## Text provided

....

Background information
- Born: London, England
- Genres: Soul, R&B, Pop
- Occupations: Singer, songwriter
- Years active: 2004–present
- Website: louisegolbey.com

= Louise Golbey =

British singer

Louise Golbey is a British singer, songwriter, and musician on the live music scene of London and beyond.

==Career==
Born in London, Golbey grew up in a musical family. Her grandfather played classical violin. Her uncle plays piano and her mother sings. Brought up in Bournemouth, she moved back to her home city of London after university to pursue a music career.
She has released several EPs, singles and an album and has been getting support from DJs on BBC 1 Xtra, BBC 6 Music, Jazz FM, Mi Soul, BBC Radio 2 and radio stations across Europe. Golbey was also November's Caffe Nero Artist of The Month. Her 2015 album Novel featured a track with Omar and Mo Pleasure (a musician who has worked with Michael Jackson, Earth Wind and Fire and Ray Charles).

....

## Excerpted data
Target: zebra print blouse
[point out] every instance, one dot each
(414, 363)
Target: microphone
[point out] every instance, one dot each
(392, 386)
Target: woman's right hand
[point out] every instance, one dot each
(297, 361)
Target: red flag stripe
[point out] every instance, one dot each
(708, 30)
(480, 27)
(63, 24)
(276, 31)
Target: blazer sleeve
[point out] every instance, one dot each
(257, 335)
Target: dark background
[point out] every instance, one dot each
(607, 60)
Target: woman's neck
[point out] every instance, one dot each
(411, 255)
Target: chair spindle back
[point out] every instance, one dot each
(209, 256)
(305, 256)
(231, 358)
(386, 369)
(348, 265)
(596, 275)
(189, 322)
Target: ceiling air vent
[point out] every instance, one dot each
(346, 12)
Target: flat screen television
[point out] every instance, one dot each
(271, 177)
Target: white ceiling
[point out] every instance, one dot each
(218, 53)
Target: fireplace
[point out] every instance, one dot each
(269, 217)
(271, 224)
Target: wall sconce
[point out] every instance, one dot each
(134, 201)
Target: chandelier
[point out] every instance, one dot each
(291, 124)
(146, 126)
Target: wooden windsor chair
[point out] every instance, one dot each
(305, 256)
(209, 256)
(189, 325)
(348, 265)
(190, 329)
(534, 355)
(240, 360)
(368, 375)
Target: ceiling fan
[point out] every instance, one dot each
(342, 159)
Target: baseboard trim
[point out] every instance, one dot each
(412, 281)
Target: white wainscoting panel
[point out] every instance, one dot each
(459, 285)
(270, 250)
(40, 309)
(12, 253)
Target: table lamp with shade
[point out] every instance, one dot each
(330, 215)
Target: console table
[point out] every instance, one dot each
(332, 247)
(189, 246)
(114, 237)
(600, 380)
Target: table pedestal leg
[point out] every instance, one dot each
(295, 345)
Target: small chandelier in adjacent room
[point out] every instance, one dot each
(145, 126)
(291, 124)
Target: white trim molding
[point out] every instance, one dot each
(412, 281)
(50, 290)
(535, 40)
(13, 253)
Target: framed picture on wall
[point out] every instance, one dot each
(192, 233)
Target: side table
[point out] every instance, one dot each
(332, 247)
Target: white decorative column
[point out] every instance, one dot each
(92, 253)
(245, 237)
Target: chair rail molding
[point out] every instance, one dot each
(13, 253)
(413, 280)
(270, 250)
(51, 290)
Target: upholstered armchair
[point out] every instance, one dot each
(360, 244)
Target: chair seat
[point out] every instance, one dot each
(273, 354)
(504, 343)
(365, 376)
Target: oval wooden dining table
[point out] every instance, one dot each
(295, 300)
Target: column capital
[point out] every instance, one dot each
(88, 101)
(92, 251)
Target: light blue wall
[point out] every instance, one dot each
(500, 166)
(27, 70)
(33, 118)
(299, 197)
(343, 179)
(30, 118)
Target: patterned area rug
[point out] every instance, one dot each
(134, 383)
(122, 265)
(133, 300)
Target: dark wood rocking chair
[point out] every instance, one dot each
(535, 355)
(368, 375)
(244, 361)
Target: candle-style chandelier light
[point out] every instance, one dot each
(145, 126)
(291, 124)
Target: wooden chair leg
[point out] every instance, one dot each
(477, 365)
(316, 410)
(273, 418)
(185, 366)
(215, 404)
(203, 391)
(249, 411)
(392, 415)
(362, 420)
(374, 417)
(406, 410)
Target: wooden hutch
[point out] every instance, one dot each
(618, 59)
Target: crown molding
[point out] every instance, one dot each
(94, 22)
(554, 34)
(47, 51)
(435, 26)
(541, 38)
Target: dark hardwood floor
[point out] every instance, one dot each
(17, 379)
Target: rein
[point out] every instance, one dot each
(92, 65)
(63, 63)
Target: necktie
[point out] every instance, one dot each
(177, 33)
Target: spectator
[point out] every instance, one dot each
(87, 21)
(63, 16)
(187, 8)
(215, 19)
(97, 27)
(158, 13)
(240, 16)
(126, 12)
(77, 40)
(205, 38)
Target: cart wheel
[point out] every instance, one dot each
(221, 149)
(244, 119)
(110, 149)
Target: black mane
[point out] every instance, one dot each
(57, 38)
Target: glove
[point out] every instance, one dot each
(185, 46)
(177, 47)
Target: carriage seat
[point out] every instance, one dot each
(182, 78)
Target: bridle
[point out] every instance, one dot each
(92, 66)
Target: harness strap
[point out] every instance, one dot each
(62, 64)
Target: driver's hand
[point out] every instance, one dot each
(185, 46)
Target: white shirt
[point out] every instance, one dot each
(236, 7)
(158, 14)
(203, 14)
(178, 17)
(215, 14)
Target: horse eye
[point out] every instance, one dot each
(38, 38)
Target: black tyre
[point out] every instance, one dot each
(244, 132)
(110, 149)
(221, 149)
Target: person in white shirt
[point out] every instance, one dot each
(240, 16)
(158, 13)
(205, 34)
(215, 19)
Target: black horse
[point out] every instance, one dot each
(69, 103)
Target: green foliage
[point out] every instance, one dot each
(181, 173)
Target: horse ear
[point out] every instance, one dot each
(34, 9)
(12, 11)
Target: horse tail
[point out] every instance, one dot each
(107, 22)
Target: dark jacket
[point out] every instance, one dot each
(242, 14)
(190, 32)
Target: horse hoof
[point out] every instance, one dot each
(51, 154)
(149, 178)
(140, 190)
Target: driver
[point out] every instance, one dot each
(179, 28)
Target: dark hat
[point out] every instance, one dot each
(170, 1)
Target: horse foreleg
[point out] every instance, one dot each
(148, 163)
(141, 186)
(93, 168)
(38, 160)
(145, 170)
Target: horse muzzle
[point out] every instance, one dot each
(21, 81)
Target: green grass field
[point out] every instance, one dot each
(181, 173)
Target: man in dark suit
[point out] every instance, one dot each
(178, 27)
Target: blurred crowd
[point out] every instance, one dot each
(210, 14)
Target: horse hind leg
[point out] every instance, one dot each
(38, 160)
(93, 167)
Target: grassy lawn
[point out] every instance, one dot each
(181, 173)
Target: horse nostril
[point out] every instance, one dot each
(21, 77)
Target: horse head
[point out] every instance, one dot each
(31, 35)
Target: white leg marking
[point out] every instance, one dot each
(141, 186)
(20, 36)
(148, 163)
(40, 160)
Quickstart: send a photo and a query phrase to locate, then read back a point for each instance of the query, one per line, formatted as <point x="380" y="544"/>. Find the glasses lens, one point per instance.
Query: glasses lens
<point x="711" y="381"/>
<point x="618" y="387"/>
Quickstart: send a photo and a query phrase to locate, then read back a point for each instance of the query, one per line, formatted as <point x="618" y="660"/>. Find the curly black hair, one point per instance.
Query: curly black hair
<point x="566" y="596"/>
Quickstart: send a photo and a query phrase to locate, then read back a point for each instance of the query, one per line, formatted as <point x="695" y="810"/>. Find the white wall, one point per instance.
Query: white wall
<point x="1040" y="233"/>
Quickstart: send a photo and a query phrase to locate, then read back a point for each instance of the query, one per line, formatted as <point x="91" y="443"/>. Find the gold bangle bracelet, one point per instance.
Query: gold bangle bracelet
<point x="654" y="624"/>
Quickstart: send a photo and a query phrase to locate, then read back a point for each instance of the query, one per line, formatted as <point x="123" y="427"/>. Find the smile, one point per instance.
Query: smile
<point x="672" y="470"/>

....

## Required tasks
a) Answer these questions using the text on Louise Golbey, one line each:
(i) What instrument did Golbey's grandfather play?
(ii) In what town was Golbey brought up?
(iii) In what year was her album Novel released?
b) Summarize the text on Louise Golbey in two sentences.
c) List every radio station named in the text on Louise Golbey as one whose DJs have supported her.

## Written answers
a)
(i) Classical violin
(ii) Bournemouth
(iii) 2015

b) Louise Golbey is a British singer, songwriter and musician who was born in London into a musical family, was brought up in Bournemouth, and moved back to London after university to pursue a music career. She has released several EPs, singles and an album, has received support from DJs on several radio stations, and her 2015 album Novel featured a track with Omar and Mo Pleasure.

c)
- BBC 1 Xtra
- BBC 6 Music
- Jazz FM
- Mi Soul
- BBC Radio 2